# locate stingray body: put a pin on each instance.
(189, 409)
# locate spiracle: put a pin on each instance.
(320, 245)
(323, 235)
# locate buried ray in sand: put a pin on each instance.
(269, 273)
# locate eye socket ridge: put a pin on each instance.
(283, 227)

++++++++++++++++++++

◆ **What is being asked**: Render every one of the lines above as a Markdown table with two columns, Row and Line. Number each line in order and leave out any blank lines.

◆ **Written answer**:
| Row | Line |
|---|---|
| 1 | # locate stingray body: put a pin on each instance. |
| 2 | (189, 409) |
| 3 | # locate spiracle: put a pin on each instance. |
| 4 | (320, 245) |
| 5 | (323, 235) |
| 6 | # locate buried ray in sand: put a pin on each instance. |
| 7 | (269, 273) |
| 8 | # locate eye socket ridge: put a pin on each instance. |
| 9 | (283, 227) |